> _DATA LINES_
————————
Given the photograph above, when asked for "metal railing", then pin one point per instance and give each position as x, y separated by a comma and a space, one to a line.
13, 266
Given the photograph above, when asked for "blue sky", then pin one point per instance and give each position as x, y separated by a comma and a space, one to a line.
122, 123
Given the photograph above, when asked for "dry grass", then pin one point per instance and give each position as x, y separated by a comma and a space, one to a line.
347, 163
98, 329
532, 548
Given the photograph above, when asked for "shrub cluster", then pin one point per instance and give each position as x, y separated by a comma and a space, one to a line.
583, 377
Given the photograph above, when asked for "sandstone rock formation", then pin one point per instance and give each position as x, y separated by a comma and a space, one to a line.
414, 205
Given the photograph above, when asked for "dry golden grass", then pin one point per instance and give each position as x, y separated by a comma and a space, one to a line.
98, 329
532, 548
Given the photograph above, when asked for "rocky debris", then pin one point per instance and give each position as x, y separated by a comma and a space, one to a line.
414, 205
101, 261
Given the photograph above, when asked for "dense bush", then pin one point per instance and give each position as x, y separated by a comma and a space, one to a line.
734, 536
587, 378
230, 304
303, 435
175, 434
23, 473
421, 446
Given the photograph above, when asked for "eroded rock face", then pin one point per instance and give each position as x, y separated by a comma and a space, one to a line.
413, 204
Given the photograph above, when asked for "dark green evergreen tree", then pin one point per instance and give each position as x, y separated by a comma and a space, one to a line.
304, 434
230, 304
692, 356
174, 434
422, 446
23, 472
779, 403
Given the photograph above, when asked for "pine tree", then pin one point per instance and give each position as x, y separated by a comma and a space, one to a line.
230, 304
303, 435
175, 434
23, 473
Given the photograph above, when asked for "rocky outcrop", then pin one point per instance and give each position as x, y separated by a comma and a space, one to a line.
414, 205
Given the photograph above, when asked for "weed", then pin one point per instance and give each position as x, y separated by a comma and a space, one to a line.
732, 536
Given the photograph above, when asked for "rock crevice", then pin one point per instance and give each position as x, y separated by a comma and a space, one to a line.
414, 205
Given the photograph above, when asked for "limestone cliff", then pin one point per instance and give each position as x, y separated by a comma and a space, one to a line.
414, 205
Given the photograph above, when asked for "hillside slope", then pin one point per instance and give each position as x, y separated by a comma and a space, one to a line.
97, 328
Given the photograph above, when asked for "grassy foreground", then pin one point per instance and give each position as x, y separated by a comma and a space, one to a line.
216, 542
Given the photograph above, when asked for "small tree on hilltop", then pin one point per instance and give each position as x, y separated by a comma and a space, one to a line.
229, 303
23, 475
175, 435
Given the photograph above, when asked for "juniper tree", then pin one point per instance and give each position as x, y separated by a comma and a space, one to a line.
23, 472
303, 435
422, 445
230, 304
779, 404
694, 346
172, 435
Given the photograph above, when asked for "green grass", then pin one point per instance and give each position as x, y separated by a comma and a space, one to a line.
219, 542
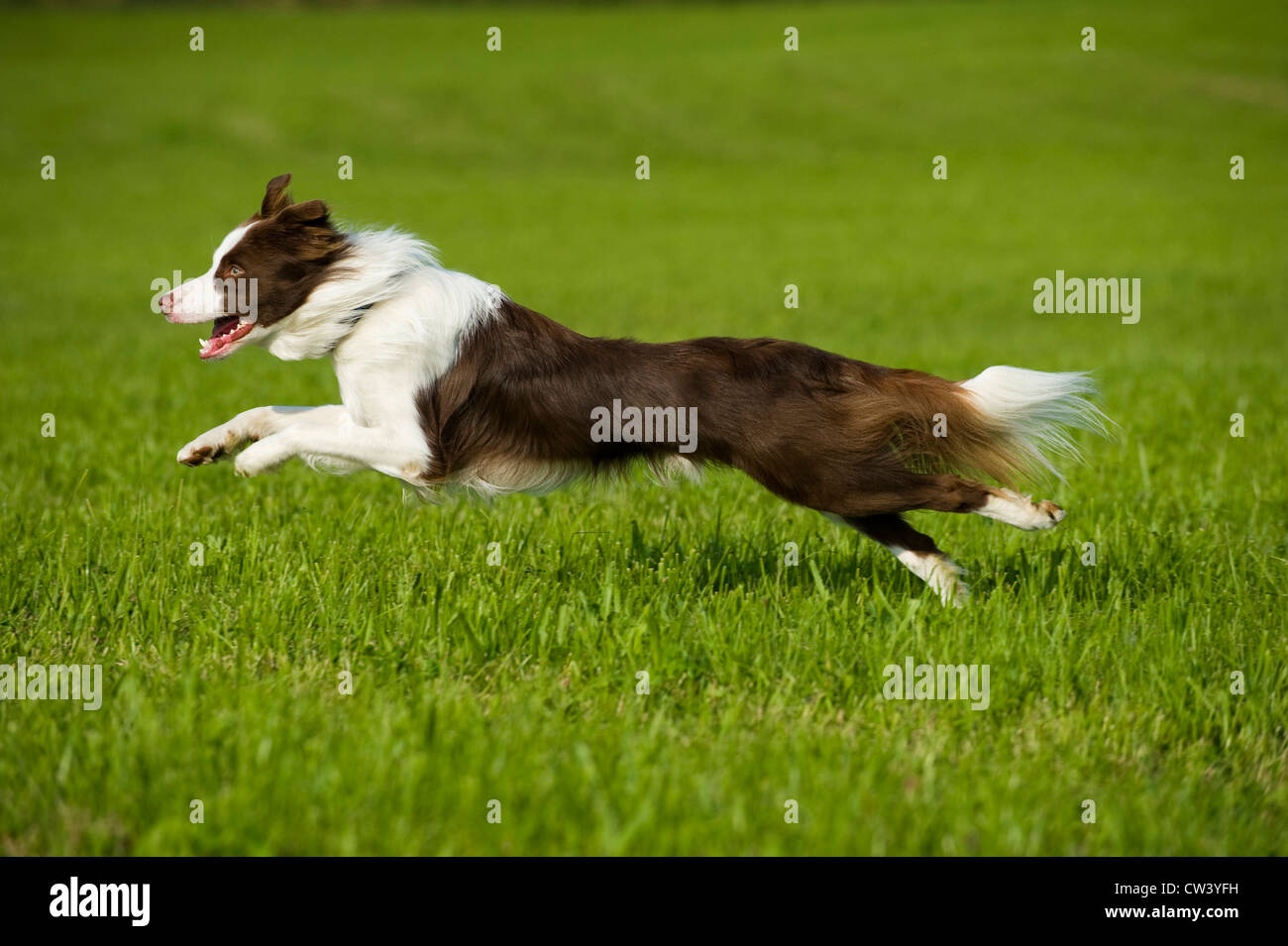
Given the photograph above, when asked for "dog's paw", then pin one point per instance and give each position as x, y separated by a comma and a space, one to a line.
————————
> _INSTRUCTIONS FOR THE TASK_
Retype all of the entries exactly as written, leaving out any images.

> _TASK RESPONSE_
Given the photograph above, when asked for "metal railing", then pin one point per instance and give each position as x, y separated by a comma and a space, one to a line.
13, 266
Given the photograph above, when asked for "blue sky", then pin one point per instance and give each position as x, y separated by a comma and a space, one to a line.
122, 123
Given the photograph above, when asked for "dry grass", then pin one point per instance and give each position as x, y separated by a comma and a space, one to a line.
347, 163
98, 329
532, 548
Given the photograph above, when asked for "shrub cluster", then pin one point per instance and give each position as x, y separated by a comma and a space, one to a line.
583, 377
Given the photograph above, when asked for "sandstone rock formation", then pin one point per instance and give each position as x, y separated by a comma and a space, one to a line.
414, 205
Given the photograph above, when asked for "dry golden grass", then pin one point per instance and give each position as x, y separated by a comma and a space, one to a line.
98, 329
532, 548
Given the photograph above, when asked for "rocky debris", then pin one point per instance and give each position as x, y separated by a comma and a space, one to a line.
414, 205
101, 261
Given the photograph above, when asked for "dense bush", then pin one point per instance and give each position as x, y separated by a comma and a space, one to a line.
734, 536
587, 378
230, 304
303, 435
175, 434
23, 473
421, 446
Given the photograph above, when asked for "eroded rock face", then pin one point per instance and give each position as x, y separated by a comma and a space, one to a line.
413, 204
Given the photograph above, when asked for "dark green evergreen tree", then pin one point per instance and give each position as x, y separated by a comma and a space, one to a line.
304, 434
230, 304
692, 356
174, 434
422, 446
23, 472
779, 403
Given the photograph above, when asked for "pine tree", then pin one point per instance and give each position as x, y separated by a comma and a space, one to a line.
230, 304
303, 435
175, 434
23, 473
Given the photograph above, when asked for "rocky outcrop", then pin one point per instance and give each position as x, y separated by a comma and a space, one to a line.
414, 205
Given the photograph above, when asked for "weed", then pin one point per instance and give each position as x, y separated by a comma and a space, one to a line.
732, 536
Given the photograph above, when asked for "rock crevice", then pin one point per instance and give each position as x, y separated by a comma and a space, one to a line.
414, 205
Given the photograph above, when asked for "limestone cliff", then pin one point per instance and give each position as x, y separated by a comma and a space, one to a line.
414, 205
Given the photograph above, when asked for "hillside slope", then pin one point per instance and give each position as x, y separated by a comma and a space, one to a line.
97, 328
Given the photograph above, when asked for "grassy foreground", then pin one point per instance and give each position as x, y separated by a comma and a space, one to a line.
216, 542
Given the photograph above, when asked for "small tree on hilltop", then pin one point per instance and give each position as x, y separated by a comma and a space, one to a line.
229, 303
23, 475
175, 435
Given the photograph above, when asked for "juniper tree", then pin one point per instance and give each position as x, y separated by a comma and a space, one to a line.
23, 472
303, 435
422, 445
230, 304
779, 404
694, 346
172, 435
Given the photograph above, when asked for "green grass", then pin one point per instance and give each position as x, y separated by a comma and a space, one to a line.
219, 542
Given the photograph above, when asked for "dog's paw", then pin one point per instance and give each position as x, y separated by a comma and a space, one to a line.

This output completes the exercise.